Benamor fue el mayor éxito musical de Pablo Luna (1879-1942), compositor encasillado en la zarzuela orientalista por el gran número que compuso de inspiración exótica (El asombro de Damasco, El niño judío…). Esta zarzuela cómica, u opereta como prefieren llamarla algunos, fue un encargo que le hizo la compañía de la tiple mejicana Esperanza Iris durante su estancia en España, y que estrenó en el Teatro de la Zarzuela en 1923. Luego la cantante la exhibió en Cuba y en su patria, México, mientras en nuestro país muchas compañías la integraron en sus repertorios, representándose hasta finales de los años 40. Hasta ahora nunca antes se había repuesto en la Zarzuela.
Voy por partes porque aquí hay muchas buenas cosas que contar, y un solo despropósito que dejo para el final. El libreto de Antonio Paso y Ricardo González de Toro ha sido revisado y actualizado con chispa y criterio por Viana, que se ha permitido además dos licencias: añadir al comienzo y en la transición del primero al segundo acto dos monólogos de su cosecha. Bajo el disfraz del pastelero que interpreta al principio, como el de la mujer del pastelero con el que reaparece después, revela su habilidad para la narración ingeniosa, basada en juegos de lenguaje y en un humor absurdo (es fantástica la causa que origina el divorcio entre el pastelero y su mujer). Viana tiene mucha gracia y la carcajada del público es su recompensa.

* * *

• _TAREAS_
**a.** Según el fragmento sobre Benamor, ¿en qué teatro y en qué año se estrenó la obra?
**b.** Nombra a todas las personas reales que aparecen mencionadas en el fragmento sobre Benamor.
Estas líneas proceden de una fuente distinta.

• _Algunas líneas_
* * *

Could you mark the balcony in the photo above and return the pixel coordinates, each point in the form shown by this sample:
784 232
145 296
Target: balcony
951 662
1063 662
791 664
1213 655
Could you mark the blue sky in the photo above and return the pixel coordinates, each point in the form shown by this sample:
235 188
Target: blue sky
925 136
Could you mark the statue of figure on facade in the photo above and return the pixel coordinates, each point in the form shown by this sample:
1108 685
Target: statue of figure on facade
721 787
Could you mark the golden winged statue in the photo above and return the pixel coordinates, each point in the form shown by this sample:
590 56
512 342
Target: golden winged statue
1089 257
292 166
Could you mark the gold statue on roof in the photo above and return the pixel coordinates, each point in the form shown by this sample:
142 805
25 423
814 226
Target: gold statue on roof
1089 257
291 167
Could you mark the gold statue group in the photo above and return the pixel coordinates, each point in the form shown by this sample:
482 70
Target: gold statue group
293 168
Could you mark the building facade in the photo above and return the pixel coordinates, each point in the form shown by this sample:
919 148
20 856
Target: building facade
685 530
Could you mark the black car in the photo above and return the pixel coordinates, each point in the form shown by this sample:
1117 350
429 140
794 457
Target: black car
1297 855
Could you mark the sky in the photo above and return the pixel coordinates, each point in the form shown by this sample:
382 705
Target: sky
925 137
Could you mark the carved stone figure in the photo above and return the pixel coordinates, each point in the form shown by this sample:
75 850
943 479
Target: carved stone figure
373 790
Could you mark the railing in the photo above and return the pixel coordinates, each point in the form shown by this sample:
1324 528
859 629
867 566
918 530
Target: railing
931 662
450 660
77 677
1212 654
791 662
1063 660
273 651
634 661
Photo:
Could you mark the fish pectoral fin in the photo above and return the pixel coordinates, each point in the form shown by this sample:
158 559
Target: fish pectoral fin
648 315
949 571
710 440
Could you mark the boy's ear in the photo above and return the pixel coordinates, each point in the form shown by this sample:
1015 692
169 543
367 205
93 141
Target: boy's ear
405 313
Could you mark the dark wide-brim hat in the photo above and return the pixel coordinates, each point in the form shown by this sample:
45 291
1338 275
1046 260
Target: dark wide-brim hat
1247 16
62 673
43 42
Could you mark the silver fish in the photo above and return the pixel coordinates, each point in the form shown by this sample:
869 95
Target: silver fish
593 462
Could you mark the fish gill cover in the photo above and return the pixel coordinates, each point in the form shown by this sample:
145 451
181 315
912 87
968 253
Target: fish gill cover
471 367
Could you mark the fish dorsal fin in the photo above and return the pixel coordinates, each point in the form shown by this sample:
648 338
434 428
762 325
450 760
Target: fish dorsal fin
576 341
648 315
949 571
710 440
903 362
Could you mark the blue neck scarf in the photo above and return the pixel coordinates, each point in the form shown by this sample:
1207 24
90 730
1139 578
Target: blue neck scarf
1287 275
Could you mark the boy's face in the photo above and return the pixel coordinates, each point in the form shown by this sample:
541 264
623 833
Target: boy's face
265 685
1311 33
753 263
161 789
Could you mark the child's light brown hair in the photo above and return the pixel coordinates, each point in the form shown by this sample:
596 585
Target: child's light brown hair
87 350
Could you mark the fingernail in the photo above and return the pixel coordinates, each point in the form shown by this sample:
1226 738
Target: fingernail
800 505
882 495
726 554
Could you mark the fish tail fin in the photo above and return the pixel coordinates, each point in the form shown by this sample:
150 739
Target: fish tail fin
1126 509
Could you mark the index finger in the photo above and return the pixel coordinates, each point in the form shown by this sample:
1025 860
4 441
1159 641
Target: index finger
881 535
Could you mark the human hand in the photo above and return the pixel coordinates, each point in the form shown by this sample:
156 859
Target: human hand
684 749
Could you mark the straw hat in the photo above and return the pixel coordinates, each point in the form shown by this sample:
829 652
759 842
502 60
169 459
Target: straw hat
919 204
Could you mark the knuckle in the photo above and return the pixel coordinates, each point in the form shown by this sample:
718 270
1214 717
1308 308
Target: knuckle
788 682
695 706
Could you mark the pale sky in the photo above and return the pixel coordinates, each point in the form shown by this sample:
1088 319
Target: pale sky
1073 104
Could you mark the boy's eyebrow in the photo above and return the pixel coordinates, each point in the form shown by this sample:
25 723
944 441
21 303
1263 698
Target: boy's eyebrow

* * *

• _RESPUESTAS_
**a.** En el Teatro de la Zarzuela, en 1923.

**b.** Pablo Luna, Esperanza Iris, Antonio Paso, Ricardo González de Toro y Viana.